> [WORK TASK]: A complete and exact copy of the entries below is the expected result.

[Referring expression pointing data]
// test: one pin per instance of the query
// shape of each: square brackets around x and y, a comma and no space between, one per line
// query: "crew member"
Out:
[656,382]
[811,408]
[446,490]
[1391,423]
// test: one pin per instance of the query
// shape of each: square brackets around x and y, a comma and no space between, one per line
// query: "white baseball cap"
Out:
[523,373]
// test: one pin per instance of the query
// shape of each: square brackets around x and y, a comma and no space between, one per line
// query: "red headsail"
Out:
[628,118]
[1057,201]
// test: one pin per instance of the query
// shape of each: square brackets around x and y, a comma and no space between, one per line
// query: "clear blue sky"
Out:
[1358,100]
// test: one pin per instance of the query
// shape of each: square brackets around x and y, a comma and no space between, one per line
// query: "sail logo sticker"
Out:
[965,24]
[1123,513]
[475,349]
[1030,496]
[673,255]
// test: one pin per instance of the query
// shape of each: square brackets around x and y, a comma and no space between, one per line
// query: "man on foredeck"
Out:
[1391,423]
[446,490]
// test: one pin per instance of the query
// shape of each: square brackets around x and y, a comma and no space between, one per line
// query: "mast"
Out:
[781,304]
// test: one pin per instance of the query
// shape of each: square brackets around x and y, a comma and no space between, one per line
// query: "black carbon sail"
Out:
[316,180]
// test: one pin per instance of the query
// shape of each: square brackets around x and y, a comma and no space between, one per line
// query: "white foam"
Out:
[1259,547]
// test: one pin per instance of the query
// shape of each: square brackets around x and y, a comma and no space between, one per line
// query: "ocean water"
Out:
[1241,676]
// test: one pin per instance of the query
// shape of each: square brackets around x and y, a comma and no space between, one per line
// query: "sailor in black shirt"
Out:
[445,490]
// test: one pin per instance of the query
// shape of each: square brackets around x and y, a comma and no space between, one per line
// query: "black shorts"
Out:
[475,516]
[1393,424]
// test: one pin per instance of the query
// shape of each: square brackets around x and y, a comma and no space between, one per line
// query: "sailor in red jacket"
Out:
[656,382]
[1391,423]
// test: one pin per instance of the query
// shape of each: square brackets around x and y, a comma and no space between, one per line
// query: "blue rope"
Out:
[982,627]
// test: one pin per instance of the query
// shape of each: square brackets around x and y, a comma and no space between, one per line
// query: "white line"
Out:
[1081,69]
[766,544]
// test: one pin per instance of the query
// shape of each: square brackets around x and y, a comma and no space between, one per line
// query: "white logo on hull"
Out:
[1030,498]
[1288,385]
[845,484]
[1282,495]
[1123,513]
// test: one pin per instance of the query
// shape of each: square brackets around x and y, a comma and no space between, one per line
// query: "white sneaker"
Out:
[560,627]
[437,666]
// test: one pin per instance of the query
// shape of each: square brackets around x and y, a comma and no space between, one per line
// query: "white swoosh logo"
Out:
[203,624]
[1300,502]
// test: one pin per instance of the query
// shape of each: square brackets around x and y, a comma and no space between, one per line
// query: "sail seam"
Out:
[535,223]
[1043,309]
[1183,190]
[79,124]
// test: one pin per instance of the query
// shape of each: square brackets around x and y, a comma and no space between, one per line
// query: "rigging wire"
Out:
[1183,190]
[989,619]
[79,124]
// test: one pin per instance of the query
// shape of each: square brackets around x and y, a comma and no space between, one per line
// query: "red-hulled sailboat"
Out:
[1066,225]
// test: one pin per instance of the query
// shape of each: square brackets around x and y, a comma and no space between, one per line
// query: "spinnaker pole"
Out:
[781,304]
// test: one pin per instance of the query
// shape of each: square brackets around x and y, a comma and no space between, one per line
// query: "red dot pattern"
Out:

> [WRITTEN ANSWER]:
// test: one pin per instance of the query
// shape of each: square brackets around x and y, a comma and no space between, one per line
// query: "crew member"
Out:
[656,382]
[811,408]
[446,490]
[1391,423]
// test: one pin per instance of the query
// shape of each: square brackets around x and y, a comma and no space between, one per line
// query: "white baseball cap"
Out:
[523,373]
// test: one pin per instance of the query
// shape of each: square brackets around x and y, a comma and no space between, one per line
// query: "red headsail"
Out:
[628,118]
[1057,201]
// test: one pin per instance of the query
// shape of each: square brackets around x and y, a comma and no space between, one per line
// query: "clear blue sky"
Out:
[1358,100]
// test: one pin per instance of the query
// shape of each: square brackets around x and y, a comma and no space between, one per line
// query: "sail logo sticker"
Out:
[965,24]
[1123,513]
[475,349]
[1030,496]
[673,255]
// test: one pin per instance of the query
// shape of each: square brackets around x and y, a comma and no space between, one per line
// query: "man on foredeck"
Out:
[1391,423]
[446,490]
// test: one pin per instance of the query
// shape of each: square brackets around x and y, a comma and no space between, one per line
// query: "mast"
Out:
[781,304]
// test: one pin per instance of the query
// shape of each: square brackets around x and y, a comma and no space between, one per line
// query: "black carbon sail"
Out:
[316,180]
// test: one pin per instance of the query
// shape of each: square brackets around x and y, a comma and no space between, one per line
// query: "white foam"
Out:
[1259,547]
// test: one pin per instance of the query
// shape of each: square brackets around x and y, a comma and no space between, one per line
// query: "ocean water"
Out:
[1241,676]
// test: one pin per instance of the query
// shape of each: square brackets around x and y, a comma and no space between, one per line
// query: "sailor in black shirt"
Out:
[445,490]
// test: one pin per instance of the query
// shape of each: square brackets around x and y, a comma and no space between, one per line
// query: "black shorts"
Out:
[475,516]
[1393,424]
// test: one pin per instance of the query
// shape of each: square brackets around x and y, a comma and no space between, one per line
// query: "sailor in red jacket"
Out:
[656,382]
[1391,423]
// test: one pin per instance of the query
// shape of each: square brackets around x and y, a comma and no space between, one per line
// query: "blue rope"
Out:
[982,627]
// test: one pin per instance of the query
// shape of each: square brackets around x and y, a comma and no space between, one per line
// query: "white line"
Out:
[1081,69]
[766,544]
// test: one pin per instance of the query
// shape of each: square brackets around x and y, a comma and no space between, one per line
// query: "white logo on hull"
Out:
[1030,498]
[1288,385]
[845,484]
[1282,495]
[1123,513]
// test: one pin per instance of the query
// shape of each: square brackets around x and y, a comma and no space between, one per line
// query: "white sneaker"
Out:
[560,627]
[437,666]
// test: one pin per instance of the query
// shape of each: square brackets around x and y, a comma and no space between, one per line
// query: "white swoosh logo"
Out:
[203,624]
[1300,502]
// test: one pin per instance of the query
// shape of each: square brackets around x and y, a comma and no space between, one per line
// query: "sail seam"
Out:
[535,223]
[1043,309]
[1183,190]
[79,124]
// test: one pin per instance of the query
// shape of each: square brackets around x and y, a comma and no space between, one per line
// query: "rigging wire"
Out:
[1183,190]
[989,619]
[79,124]
// test: one pin per instance of the query
// shape of each: square brackets around x and y, a comma and no space between, one per line
// query: "red-hulled sailboat"
Out:
[1066,225]
// test: one pin per instance of the query
// shape of each: square brackets around x and y, a comma and no space between, one per line
// query: "spinnaker pole"
Out:
[781,304]
// test: one pin per instance of the query
// shape of each: square brackets around x and y, a comma and no space between, one per line
// query: "red dot pattern"
Out:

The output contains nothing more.